Hacking for fun has evolved into hacking for profit, and created a business model nearly as sophisticated as that of legal software.

Tom Espiner Special to CNET News
10 min read
A correction was made to this story. Read below for details.
"Over the years, the criminal elements, the ones who are making money, making millions out of all this online crime, are just getting stronger and stronger. I don't think we are really winning this war."

As director of antivirus research for F-Secure, you might expect Mikko Hypponen to overplay the seriousness of the situation. But according to the Finnish company, during 2007 the number of samples of malicious code on its database doubled, having taken 20 years to reach the size it was at the beginning of this year.

There seems to be some serious evidence then for the idea of an evolution from hacking and virus writing for fun to creating malicious code for profit. Security experts are increasingly pointing to the existence of a "black" or "shadow" cybereconomy, where malware services are sold online using the same kinds of development methods and guarantees given by legitimate software vendors.

It is difficult to establish exactly how organized this malware economy is but, according to David Marcus, security research manager at McAfee Avert Labs, it's relatively straightforward to buy not only the modules to build malware, but also the support services that go with it.

"If it weren't for Storm, bots would be in significant recession. Some days we're seeing 1,000 different variants a day."
--David Marcus, security research manager, McAfee Avert Labs

"From Trojan creation sites out of Germany and the Eastern bloc, you can purchase kits and support for malware in yearly contracts," said Marcus. "They present themselves as a cottage industry which sells tools or creation kits. It's hard to tell if it's a conspiracy or a bunch of autonomous individuals who are good at covering their tracks."

As well as kits and support, legions of compromised computers, or botnets, can be hired for nefarious purposes--usually for spam runs, or to perpetrate denial-of-service attacks. One of the most successful botnets of 2007 has been "Storm," so-called due to the hook-line used to trick victims into opening e-mails containing the Trojan horse. In January, the first malware was sent out with the tagline "230 dead as storm batters Europe."

* EXTRACTED ENTRIES:
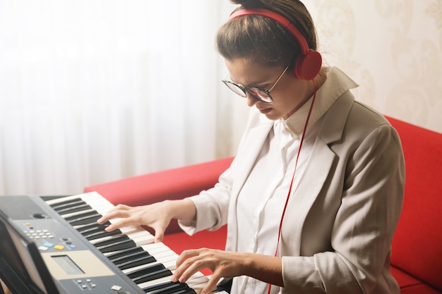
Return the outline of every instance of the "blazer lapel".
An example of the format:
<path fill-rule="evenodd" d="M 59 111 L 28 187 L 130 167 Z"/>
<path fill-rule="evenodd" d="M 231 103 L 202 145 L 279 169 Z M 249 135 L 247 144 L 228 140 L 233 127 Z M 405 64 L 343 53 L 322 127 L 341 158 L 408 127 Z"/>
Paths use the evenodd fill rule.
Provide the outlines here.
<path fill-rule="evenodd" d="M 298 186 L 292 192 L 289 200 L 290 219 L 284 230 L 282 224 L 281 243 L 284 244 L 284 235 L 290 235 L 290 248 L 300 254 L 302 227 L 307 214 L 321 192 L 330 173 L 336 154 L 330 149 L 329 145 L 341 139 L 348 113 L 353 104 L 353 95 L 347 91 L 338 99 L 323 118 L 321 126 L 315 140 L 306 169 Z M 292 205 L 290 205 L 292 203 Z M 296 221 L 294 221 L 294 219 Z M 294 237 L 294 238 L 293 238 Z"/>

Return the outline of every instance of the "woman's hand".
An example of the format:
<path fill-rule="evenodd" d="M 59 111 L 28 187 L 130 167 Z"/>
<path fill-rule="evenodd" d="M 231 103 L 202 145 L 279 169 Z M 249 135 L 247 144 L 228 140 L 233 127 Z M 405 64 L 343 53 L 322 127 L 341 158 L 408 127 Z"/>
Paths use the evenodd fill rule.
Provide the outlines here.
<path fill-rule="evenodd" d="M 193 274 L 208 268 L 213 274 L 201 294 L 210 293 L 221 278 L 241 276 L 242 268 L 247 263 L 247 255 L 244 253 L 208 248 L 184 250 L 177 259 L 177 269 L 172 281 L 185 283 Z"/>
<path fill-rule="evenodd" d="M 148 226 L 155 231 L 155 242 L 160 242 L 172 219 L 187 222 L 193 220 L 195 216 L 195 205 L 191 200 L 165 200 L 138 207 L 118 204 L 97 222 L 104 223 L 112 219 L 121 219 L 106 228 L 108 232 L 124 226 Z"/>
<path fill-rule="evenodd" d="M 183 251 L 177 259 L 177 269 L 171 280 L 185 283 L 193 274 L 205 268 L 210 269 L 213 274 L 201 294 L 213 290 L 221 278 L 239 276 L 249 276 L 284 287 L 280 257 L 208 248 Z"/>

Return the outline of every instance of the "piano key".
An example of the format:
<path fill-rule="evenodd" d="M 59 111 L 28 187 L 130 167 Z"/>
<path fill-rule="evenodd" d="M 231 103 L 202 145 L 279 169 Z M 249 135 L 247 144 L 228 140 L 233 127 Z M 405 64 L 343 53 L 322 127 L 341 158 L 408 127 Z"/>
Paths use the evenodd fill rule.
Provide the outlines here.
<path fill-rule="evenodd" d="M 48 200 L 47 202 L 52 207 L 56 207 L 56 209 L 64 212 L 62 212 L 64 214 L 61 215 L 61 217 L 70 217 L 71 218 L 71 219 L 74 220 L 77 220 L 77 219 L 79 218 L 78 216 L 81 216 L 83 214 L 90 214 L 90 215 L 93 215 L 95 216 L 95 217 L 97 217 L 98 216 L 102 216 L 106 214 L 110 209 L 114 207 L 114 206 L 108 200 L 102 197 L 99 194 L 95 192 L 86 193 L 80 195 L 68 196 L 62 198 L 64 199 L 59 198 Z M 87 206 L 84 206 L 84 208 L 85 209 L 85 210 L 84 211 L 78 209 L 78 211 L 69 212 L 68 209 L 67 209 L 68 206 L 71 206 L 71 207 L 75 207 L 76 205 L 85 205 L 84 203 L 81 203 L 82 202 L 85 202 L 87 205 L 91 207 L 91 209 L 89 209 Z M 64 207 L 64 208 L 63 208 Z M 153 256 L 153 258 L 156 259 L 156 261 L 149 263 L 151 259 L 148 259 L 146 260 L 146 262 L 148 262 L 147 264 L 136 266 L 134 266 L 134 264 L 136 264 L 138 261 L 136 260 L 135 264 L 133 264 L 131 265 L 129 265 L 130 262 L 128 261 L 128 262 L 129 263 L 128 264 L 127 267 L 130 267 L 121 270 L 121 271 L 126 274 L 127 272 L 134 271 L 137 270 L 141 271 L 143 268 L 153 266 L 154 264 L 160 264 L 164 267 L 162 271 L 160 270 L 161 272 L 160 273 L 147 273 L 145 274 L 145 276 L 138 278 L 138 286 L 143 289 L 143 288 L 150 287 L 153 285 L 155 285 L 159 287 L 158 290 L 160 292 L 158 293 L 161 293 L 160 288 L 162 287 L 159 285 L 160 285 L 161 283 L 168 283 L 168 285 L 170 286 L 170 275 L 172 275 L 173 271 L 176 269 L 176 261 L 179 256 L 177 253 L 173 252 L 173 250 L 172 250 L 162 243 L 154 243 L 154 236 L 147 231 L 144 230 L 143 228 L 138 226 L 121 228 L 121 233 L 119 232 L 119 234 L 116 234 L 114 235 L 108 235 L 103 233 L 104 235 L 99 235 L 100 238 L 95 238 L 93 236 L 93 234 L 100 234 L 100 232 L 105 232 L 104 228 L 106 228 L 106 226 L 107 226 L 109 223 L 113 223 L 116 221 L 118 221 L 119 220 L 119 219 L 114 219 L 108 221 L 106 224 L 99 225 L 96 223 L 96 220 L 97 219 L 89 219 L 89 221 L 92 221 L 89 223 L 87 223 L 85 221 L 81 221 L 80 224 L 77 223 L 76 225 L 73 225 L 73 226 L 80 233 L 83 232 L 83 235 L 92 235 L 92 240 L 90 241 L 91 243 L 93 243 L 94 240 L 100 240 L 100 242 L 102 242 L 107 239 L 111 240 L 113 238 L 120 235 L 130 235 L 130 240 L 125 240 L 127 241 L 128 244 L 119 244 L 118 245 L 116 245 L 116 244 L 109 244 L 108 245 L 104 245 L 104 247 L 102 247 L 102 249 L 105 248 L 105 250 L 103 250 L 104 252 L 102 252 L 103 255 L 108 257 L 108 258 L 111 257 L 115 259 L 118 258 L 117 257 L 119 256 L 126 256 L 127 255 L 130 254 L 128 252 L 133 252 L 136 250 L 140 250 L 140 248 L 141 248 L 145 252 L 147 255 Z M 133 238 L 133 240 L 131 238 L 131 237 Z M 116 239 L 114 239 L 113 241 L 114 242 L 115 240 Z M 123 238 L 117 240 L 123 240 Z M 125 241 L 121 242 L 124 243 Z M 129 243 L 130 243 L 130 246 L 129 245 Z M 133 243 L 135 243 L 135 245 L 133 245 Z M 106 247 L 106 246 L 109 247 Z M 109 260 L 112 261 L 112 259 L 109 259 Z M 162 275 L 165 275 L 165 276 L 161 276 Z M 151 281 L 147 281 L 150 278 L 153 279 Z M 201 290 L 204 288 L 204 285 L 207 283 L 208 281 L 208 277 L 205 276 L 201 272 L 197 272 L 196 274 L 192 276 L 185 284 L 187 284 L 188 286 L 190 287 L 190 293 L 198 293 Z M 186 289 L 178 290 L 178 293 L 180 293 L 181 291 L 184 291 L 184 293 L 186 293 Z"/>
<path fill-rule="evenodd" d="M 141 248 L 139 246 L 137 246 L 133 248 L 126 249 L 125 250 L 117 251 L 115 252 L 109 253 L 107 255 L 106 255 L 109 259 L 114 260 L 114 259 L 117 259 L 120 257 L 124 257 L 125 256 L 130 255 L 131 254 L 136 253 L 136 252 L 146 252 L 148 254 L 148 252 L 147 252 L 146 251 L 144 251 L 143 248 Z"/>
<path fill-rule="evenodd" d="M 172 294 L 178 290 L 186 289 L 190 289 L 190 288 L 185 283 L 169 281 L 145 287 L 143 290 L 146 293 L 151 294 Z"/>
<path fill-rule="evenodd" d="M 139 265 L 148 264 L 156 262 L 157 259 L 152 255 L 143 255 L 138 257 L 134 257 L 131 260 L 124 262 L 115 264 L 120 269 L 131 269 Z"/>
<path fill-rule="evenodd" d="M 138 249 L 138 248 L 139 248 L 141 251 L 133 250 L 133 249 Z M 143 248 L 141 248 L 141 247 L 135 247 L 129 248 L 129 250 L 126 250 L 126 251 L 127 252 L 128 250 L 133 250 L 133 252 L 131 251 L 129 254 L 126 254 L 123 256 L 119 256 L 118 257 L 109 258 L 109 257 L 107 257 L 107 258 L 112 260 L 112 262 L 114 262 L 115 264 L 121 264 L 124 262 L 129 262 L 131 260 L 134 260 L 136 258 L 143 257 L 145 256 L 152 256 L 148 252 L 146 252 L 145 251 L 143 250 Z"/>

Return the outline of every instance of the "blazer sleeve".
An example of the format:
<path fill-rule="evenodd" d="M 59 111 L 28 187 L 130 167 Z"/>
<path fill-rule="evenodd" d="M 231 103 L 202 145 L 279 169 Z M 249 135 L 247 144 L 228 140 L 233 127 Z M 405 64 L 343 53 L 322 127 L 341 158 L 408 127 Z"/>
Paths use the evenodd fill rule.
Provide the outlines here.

--

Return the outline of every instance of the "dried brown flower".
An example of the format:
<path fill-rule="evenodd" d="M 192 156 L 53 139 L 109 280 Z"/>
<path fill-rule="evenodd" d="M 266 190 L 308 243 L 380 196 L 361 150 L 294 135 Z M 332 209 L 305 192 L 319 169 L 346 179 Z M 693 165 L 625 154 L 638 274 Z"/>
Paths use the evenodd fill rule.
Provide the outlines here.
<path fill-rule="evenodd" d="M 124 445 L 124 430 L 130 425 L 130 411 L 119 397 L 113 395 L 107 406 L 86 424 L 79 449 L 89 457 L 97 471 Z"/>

* TASK OBJECTIVE:
Print the passage from the malware economy article starting with "Tom Espiner Special" and going on through "of this year.".

* ANSWER FOR THIS EXERCISE:
Tom Espiner Special to CNET News
10 min read
A correction was made to this story. Read below for details.
"Over the years, the criminal elements, the ones who are making money, making millions out of all this online crime, are just getting stronger and stronger. I don't think we are really winning this war."

As director of antivirus research for F-Secure, you might expect Mikko Hypponen to overplay the seriousness of the situation. But according to the Finnish company, during 2007 the number of samples of malicious code on its database doubled, having taken 20 years to reach the size it was at the beginning of this year.